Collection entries
+ + + + +
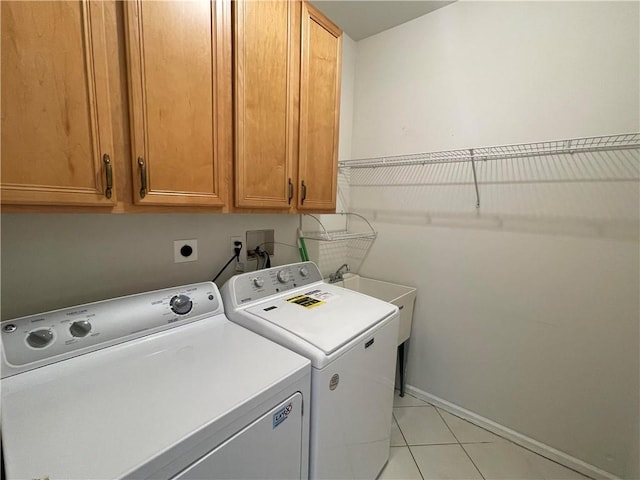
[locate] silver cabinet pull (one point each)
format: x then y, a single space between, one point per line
143 177
290 191
109 174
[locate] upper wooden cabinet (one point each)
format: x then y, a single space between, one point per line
56 125
319 111
287 90
179 85
69 66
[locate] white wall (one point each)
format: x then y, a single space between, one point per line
528 308
57 260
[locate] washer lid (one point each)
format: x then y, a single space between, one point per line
323 315
137 405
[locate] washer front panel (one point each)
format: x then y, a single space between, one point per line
37 340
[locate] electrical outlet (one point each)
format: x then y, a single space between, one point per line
185 251
239 266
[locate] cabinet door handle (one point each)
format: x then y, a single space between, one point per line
290 191
143 177
109 174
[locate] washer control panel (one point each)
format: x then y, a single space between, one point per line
251 286
40 339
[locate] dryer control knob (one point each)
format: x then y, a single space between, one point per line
181 304
40 338
283 276
80 328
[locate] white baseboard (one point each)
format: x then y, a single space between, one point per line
522 440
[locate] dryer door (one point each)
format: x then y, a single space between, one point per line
268 448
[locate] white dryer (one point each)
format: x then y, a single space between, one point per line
157 385
350 339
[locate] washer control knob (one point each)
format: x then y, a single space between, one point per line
81 328
181 304
283 276
40 338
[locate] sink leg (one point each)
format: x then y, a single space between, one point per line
401 364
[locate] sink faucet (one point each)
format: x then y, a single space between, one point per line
336 277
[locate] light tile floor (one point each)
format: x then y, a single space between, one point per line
428 443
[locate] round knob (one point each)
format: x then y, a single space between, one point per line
40 338
181 304
283 276
81 328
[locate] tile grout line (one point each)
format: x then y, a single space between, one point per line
459 443
407 445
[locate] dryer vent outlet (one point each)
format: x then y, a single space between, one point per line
185 251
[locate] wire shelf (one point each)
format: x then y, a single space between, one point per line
520 150
549 149
331 249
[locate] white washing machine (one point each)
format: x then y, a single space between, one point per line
350 339
155 385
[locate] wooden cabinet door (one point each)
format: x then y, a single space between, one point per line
267 58
180 97
56 124
319 111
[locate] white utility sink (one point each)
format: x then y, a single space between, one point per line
401 295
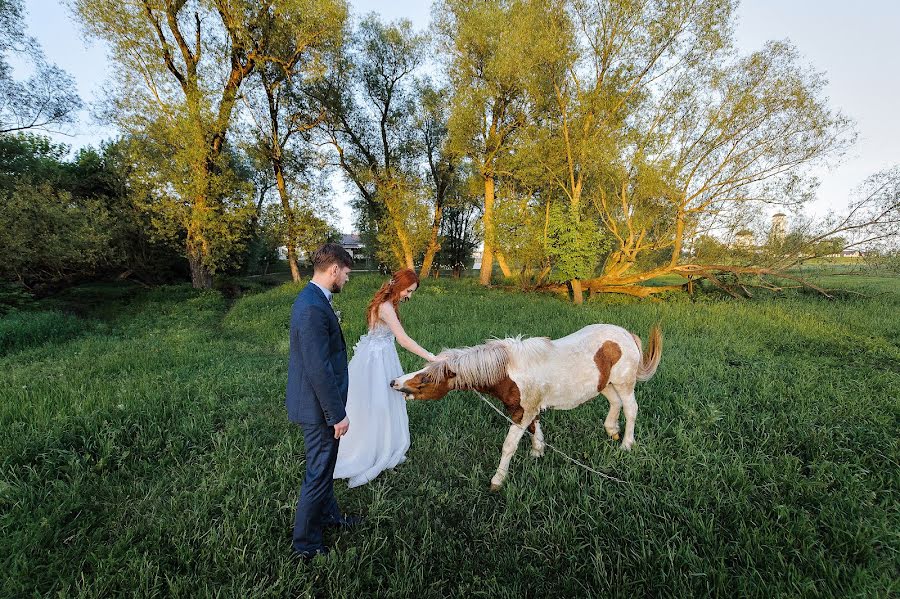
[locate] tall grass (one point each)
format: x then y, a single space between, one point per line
145 451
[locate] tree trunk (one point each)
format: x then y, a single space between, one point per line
501 260
291 241
577 294
487 258
201 278
433 245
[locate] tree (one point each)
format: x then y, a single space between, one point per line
442 163
296 38
46 100
367 100
647 124
488 46
181 65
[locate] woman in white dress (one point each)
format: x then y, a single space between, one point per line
378 436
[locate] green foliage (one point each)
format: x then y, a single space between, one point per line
66 219
574 245
152 456
45 234
20 330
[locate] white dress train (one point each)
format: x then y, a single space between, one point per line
379 427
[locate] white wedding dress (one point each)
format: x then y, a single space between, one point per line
379 427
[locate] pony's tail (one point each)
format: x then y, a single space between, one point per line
651 357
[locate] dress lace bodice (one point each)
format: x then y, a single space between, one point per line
379 337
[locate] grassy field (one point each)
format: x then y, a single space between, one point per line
145 451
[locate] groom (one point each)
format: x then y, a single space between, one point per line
317 394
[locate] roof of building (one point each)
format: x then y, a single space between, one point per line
351 240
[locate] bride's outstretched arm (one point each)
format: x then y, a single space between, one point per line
389 316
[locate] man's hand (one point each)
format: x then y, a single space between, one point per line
341 428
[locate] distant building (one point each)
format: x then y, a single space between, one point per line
744 239
779 227
354 245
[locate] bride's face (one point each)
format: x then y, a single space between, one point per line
407 293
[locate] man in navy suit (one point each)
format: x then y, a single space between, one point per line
317 394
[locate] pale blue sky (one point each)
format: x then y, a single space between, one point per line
856 44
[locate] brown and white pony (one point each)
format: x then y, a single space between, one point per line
531 375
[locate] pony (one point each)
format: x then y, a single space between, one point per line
534 374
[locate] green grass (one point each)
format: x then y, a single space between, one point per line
145 451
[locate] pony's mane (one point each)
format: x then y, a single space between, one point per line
485 365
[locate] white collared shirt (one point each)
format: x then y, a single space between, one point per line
327 292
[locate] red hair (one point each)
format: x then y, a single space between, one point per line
390 292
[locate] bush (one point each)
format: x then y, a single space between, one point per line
19 330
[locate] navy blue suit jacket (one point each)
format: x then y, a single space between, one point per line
317 368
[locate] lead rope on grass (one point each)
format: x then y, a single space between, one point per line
560 452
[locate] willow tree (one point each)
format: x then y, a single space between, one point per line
648 125
179 65
488 46
442 164
367 103
296 33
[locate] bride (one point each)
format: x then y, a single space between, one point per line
379 427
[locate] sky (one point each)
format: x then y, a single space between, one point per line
856 45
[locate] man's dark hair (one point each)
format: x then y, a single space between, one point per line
331 253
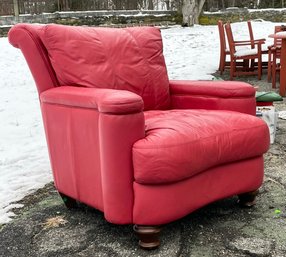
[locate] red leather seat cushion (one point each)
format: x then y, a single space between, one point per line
182 143
127 59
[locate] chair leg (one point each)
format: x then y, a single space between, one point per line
69 202
247 200
222 63
259 67
232 69
148 236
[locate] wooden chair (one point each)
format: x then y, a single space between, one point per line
274 53
224 52
246 55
+ + + + +
_Task prompt_
The records above must be echoed exactly, minus their pictures.

_Response_
[locate] silver cabinet pull (one point each)
format: x then y, a single space between, one point per line
143 177
290 191
109 174
[locate] upper wooden cabinet (one point each)
format: x then y, a single space between, one point per line
56 125
319 111
287 90
179 85
69 66
[locate] white wall (one point each)
format: x then y, a single space between, one point per line
528 308
57 260
[locate] washer lid (one point each)
format: x then y, a single space between, one point per line
323 315
137 405
[locate] washer front panel (one point each)
format: x then y, a single space between, one point per line
37 340
[locate] electrical outlet (one point each)
format: x then y, a single space between, one point per line
185 251
239 266
[locate] cabinet door handle (one point each)
format: x then y, a single space between, one point per line
290 191
143 177
109 174
[locate] washer control panel (one point each)
format: x then y, a single space between, one point per line
251 286
40 339
[locate] dryer control knob (one point each)
format: x then y, a single space between, one point per line
181 304
40 338
283 276
80 328
[locate] white baseboard (one point each)
format: x then y, a single space between, one point per line
522 440
[locate] dryer door (one point each)
format: x then y, a single space between, one point per line
268 448
[locate] white dryer (one point each)
format: x then y, a single space between, one point per line
157 385
350 339
[locate] washer control knob (one point each)
format: x then y, a single space between, one point per line
81 328
181 304
283 276
40 338
[locate] sink leg (one point each)
format: x then y, a single space between, one point per line
401 364
[locate] sink faucet (one point each)
format: x then y, a single space between, one point per line
336 277
[locate] light tile floor (one point each)
format: x then y, a single space between, one point per line
428 443
[locate] round knob (one point each)
format: x then y, a single space between, one point per line
40 338
181 304
283 276
81 328
[locate] tile grout line (one point each)
format: x then y, a single space between, one point per line
459 443
407 445
[locate] dryer vent outlet (one point each)
format: x then y, a single space between, one point per line
185 251
[locate] wire shelf (one point each)
format: x then y, a single space between, one point per line
520 150
549 149
331 249
[locate] white washing machine (one point each)
format: x then y, a single space between, one point per line
350 339
155 385
[locate] wooden cabinet door (one point each)
format: x then y, a single space between, one point per line
267 58
180 97
56 124
319 111
[locate] white utility sink (one point each)
format: x then y, a single space between, one point per line
401 295
[locate] tall grass (one point each)
format: x then y, a single space between, one point per line
145 451
[locate] tree trunk (one point each)
format: x then y, a single space between, one point per line
501 260
291 241
577 294
487 258
201 278
433 245
[locate] tree (one point each)
format: x then y, a single space between, one point per line
442 163
296 38
46 100
367 100
647 124
488 46
181 65
[locate] woman in white dress (one point each)
format: x then y, a single space between, one point per line
378 436
[locate] green foliage (one point each)
format: x then y, a single space between, one point per line
66 219
574 245
152 456
45 234
20 330
[locate] white dress train (one point each)
format: x then y, a single space between, one point per line
379 427
[locate] white wedding dress (one point each)
format: x then y, a single space between, one point per line
379 427
[locate] pony's tail (one point each)
format: x then y, a single space between, one point per line
651 357
[locate] dress lace bodice (one point each)
format: x then y, a single space between, one point per line
379 337
[locate] grassy field (one point each)
format: x then y, a single space between, one point per line
145 451
[locate] groom (one point each)
format: x then y, a single space between, one point per line
317 394
[locate] roof of building (one point each)
format: x then y, a single space between, one point per line
351 240
[locate] bride's outstretched arm (one point each)
format: x then y, a single space between, one point per line
389 316
[locate] man's hand (one point each)
format: x then y, a single space between, one point per line
341 428
[locate] distant building (one point each)
format: x then y, a single space between, one point per line
744 239
779 227
354 245
[locate] bride's face (one point each)
format: x then y, a single space between, one point per line
407 293
[locate] man in navy suit (one point each)
format: x then y, a single space between, one point per line
317 394
[locate] pale blue sky (one point each)
format: x then y, a single space between, one point per line
856 44
[locate] brown and white pony (one point each)
format: x then y, a single space between, one point per line
531 375
[locate] pony (one point each)
format: x then y, a single space between, one point per line
534 374
[locate] green grass (one point each)
format: x then y, a single space between, one point per line
145 451
[locate] pony's mane (one point each)
format: x then y, a single space between, one point per line
485 365
[locate] white collared shirt (one point each)
format: x then y, a single space between, one point per line
327 292
[locate] red hair (one point each)
format: x then y, a single space between, one point per line
390 292
[locate] bush (one point each)
format: x then y, a single space between, one point per line
19 330
[locate] navy blue suit jacket (one point each)
format: x then y, a single space between, one point per line
317 368
[locate] lead rope on grass (one point each)
format: x then y, a single space between, one point per line
560 452
[locate] willow tree (one point each)
format: x then y, a single space between, one point per line
648 125
179 65
488 46
442 164
367 103
296 33
[locate] bride (one point each)
format: x then y, a single space between, one point per line
379 427
[locate] sky (one point each)
format: x then y, a single space between, one point per line
856 45
[locate] man's dark hair (one point each)
format: x then y, a single space between, one point per line
331 253
[locate] red leather seat cushion (one point each)
format: x then y, a single space between, one point per line
182 143
127 59
[locate] chair leg (one point each)
format: x then y, a single space between, one point per line
69 202
247 200
222 63
259 67
232 69
148 236
[locate] wooden chair (one point each)
format: x then y, a single space between, one point per line
274 53
224 52
246 55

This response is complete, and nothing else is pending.